--- DIRECTIVE ---
Copy each line exactly.

-- Start MATERIAL FOR THIS EXERCISE --

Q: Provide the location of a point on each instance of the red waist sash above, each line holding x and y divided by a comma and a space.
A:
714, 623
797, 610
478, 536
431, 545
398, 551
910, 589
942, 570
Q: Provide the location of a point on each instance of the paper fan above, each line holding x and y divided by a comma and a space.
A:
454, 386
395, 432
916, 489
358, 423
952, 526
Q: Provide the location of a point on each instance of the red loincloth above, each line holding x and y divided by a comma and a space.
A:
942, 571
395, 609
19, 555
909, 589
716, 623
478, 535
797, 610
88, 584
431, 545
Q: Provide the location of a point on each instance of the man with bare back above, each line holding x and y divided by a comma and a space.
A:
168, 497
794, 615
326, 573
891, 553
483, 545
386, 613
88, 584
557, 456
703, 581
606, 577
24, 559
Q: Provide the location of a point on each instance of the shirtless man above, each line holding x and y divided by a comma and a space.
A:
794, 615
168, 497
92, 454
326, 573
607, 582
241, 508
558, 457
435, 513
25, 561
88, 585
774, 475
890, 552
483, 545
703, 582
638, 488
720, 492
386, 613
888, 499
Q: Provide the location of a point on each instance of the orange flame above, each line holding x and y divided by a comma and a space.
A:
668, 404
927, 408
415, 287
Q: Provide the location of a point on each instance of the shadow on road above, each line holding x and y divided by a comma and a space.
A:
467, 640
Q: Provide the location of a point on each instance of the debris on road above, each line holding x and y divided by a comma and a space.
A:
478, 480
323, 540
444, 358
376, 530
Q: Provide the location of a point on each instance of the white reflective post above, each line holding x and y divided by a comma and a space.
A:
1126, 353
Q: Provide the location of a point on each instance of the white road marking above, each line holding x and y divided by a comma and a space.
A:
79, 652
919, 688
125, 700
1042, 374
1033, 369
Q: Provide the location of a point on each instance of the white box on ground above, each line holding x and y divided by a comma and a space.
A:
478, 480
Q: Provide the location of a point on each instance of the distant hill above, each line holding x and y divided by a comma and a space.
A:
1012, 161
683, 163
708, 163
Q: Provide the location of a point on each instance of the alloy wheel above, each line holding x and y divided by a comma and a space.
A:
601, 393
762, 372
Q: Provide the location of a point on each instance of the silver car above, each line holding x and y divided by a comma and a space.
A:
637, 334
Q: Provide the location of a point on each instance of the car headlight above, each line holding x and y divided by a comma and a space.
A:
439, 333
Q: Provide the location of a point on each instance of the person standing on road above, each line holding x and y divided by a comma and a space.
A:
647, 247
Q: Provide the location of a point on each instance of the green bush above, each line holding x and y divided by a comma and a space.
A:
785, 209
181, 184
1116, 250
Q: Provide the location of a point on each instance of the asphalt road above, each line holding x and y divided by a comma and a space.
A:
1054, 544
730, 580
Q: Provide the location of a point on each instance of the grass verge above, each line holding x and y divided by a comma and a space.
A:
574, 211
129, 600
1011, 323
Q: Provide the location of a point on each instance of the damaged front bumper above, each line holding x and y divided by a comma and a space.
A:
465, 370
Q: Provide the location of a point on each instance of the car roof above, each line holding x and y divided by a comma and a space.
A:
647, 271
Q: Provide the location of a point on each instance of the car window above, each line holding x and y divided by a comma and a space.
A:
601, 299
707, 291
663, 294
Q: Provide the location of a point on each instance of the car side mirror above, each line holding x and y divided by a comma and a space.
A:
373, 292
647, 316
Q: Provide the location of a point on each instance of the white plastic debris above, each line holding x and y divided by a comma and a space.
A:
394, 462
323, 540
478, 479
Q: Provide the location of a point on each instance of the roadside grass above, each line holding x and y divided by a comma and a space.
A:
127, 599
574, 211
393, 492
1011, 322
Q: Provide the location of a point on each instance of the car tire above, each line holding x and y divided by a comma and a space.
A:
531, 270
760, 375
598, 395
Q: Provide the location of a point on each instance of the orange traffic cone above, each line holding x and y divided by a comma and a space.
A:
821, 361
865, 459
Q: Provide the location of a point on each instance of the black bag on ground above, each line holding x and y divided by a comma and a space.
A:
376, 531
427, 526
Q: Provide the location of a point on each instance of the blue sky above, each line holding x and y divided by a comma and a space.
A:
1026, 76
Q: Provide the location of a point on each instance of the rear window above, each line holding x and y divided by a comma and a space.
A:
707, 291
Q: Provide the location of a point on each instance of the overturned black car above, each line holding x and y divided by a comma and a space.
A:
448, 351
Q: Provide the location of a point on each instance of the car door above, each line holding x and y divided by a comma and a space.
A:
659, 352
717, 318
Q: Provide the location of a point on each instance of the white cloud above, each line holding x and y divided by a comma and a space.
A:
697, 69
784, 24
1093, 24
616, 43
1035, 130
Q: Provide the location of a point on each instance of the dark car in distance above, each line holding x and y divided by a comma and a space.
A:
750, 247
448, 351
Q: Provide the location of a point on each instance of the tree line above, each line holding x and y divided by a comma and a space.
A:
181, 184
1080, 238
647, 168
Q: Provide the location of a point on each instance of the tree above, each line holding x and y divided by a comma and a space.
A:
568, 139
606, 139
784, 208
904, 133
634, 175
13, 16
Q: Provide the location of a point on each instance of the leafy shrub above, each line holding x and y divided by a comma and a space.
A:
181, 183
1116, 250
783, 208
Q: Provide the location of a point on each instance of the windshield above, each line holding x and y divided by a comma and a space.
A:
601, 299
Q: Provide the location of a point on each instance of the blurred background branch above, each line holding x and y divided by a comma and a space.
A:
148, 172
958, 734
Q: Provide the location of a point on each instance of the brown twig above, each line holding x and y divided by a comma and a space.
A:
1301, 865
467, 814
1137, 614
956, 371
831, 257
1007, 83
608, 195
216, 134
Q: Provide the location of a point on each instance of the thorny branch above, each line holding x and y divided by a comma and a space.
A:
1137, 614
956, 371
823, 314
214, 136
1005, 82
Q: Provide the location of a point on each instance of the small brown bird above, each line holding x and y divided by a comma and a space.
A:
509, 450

-- End MATERIAL FOR THIS EXERCISE --

--- EXERCISE RESPONSE ---
Q: Provide the location of a point on each instance of the red waist sash above, each line holding x and y divided by a comma and a space.
A:
714, 623
797, 610
478, 536
431, 545
398, 551
910, 589
942, 570
Q: Provide the location of a point on each instance of the paper fan above, each line holding x and y divided by a comma and a space.
A:
454, 386
395, 432
916, 489
358, 423
952, 526
Q: Provide the location of a point on each instance of the red loincloth above, each line holding x and y divided by a comma and a space.
A:
942, 571
395, 609
19, 555
909, 589
716, 623
478, 535
797, 610
88, 584
431, 545
Q: Provide the location of a point on each instance of the man with bare back above, each line holding x and y divided by a comma and a space.
A:
168, 497
794, 615
326, 573
891, 553
483, 545
386, 613
88, 584
557, 456
703, 581
606, 577
24, 559
Q: Provide the location of a point on each instance of the shirtless man above, each line holding x and y divided by a comma and a space.
A:
794, 615
168, 497
92, 454
326, 573
607, 582
241, 508
558, 457
435, 513
25, 561
88, 585
774, 475
890, 552
483, 545
703, 582
638, 488
720, 492
386, 613
888, 499
Q: Provide the location of a point on each instance of the orange flame above, each line holding x and y divided by a comma and a space.
A:
668, 404
927, 408
415, 287
Q: Provide the location of a point on each instance of the shadow on road above, each line holding x and y divided by a comma and a space.
A:
467, 640
Q: Provide the location of a point on each instance of the debris on road above, each line holding x and y divided by a comma and a space.
A:
478, 480
323, 540
444, 358
376, 530
Q: Provide the location of a point on each instance of the white reflective post above, each line holding x and y divided by a comma and a space.
A:
1126, 353
Q: Provide the location of a point on each instance of the white road marking above, each line holding x and y divided by a comma and a space.
A:
79, 652
919, 688
125, 700
1042, 374
1033, 369
Q: Provide the location of a point on each instance of the white box on ground above, each line holding x and y divided by a comma and a space.
A:
478, 480
Q: Provide the location of a point on each instance of the distant hill above, each line holding x and y divided by a comma and a space.
A:
1012, 161
683, 163
708, 163
Q: Provide the location of a point on each instance of the alloy wheel above, each line holding x and y divided by a comma and a space.
A:
601, 393
762, 372
Q: Provide the location of a point on each instance of the silver car above, each line holding x and y divided by a comma and a space.
A:
637, 334
Q: Provide the location of a point on each instance of the car headlight above, each line holding x and y divided by a comma and a space.
A:
439, 333
Q: Provide the location of a point on each instance of the person standing on road above, each line holding x and y divided by a comma and a space.
A:
647, 247
Q: Provide the location of a point on each instance of the green bush above, each line holding x and y divided by a comma and a space.
A:
785, 209
181, 184
1116, 250
Q: Provide the location of a point on each instance of the asphalt road above, each line holding x and y divided by a comma and a space.
A:
1054, 544
730, 580
Q: Provide the location of a point on each instance of the grass verge above, each line holding x and y divided by a comma and a space.
A:
574, 211
129, 600
1011, 323
Q: Provide the location of a point on each instance of the damaged front bumper above, each line holding x and y divided by a comma and a space.
A:
465, 370
Q: Provide the location of a point on each instance of the car roof above, each line holding x and y divided by a comma and a space.
A:
647, 271
Q: Provide the location of a point on each instance of the car window above, each line holding x and y divided by a comma and a space.
A:
601, 299
707, 291
663, 294
Q: Provide the location of a point on each instance of the car side mirror above, each line holding x and y divided by a comma and a space.
A:
373, 292
647, 316
Q: Provide the location of a point on each instance of the white plastic debris above, each line holding x and y divided by a comma and a space.
A:
394, 462
323, 540
478, 479
Q: Provide the location of a point on each instance of the roadside grass above, each line holding x and y divided by a comma and a space.
A:
127, 599
574, 211
393, 492
1011, 322
Q: Provide the location of a point on each instance of the car tire above, each line holding x and y divided by a comma and a space.
A:
531, 270
760, 375
598, 395
Q: Provide the location of a point on each instance of the orange traffic cone above, each line holding x and y divided by a comma and a space.
A:
821, 361
865, 459
Q: Provide the location of a point on each instance of the black bag on ground above, each line holding x and y divided by a comma and a space.
A:
376, 531
427, 526
Q: Provide the location of a point on each instance of the blue sky above, each line holding x and y divided by a comma and a space.
A:
1026, 76
Q: Provide the location of a point on each instance of the rear window above, each line holding x and y divided by a comma and a space.
A:
707, 291
Q: Provide the location of a point on each instance of the overturned black car above, each line holding x and y divided by a comma and a space.
A:
448, 351
Q: Provide the location of a point on each instance of the car door above, each line holding x and y divided by a comma and a space.
A:
659, 352
717, 318
Q: Provide the location of a point on each instance of the white cloud above, each line holding x and y divided by a comma and a space.
A:
697, 69
784, 24
1093, 24
616, 43
1035, 130
Q: Provide the location of a point on each instance of the dark car in distance above, each line holding x and y divided by a comma and a space.
A:
750, 247
448, 351
Q: Provide the location of a point on each instance of the tree line above, each line holding x and y divided by a comma and a space.
A:
181, 184
1080, 238
647, 168
Q: Provide the location of a point on each instance of the tree above, each line holding x and y divided by a comma and a space.
A:
568, 139
606, 139
784, 208
904, 133
634, 175
13, 16
Q: Provide the location of a point on each instance of the leafy shrub above, each line holding x and y divided by a comma and a space.
A:
181, 183
1116, 250
783, 208
Q: Provide the location of a point on each instance of the windshield above, each line holding x and y divided by a comma and a space.
A:
601, 299
Q: Provide the location of a point on each instance of the blurred background branch above, each line holding x and y divided by a comma and a space.
A:
148, 172
958, 734
Q: Provide the location of a point on each instance of the brown twig above, each line holding x and y divided by a comma and a space.
A:
1301, 865
467, 814
1137, 614
956, 371
831, 257
1007, 83
608, 195
216, 134
Q: Provide the location of a point on each instance of the thorny branch above, each line holding x and y divided by a comma and a space.
A:
1137, 614
956, 371
823, 314
214, 136
1005, 82
Q: Provide the location of a point on each instance of the small brown bird above, each line holding x and y divided by a comma and a space.
A:
509, 450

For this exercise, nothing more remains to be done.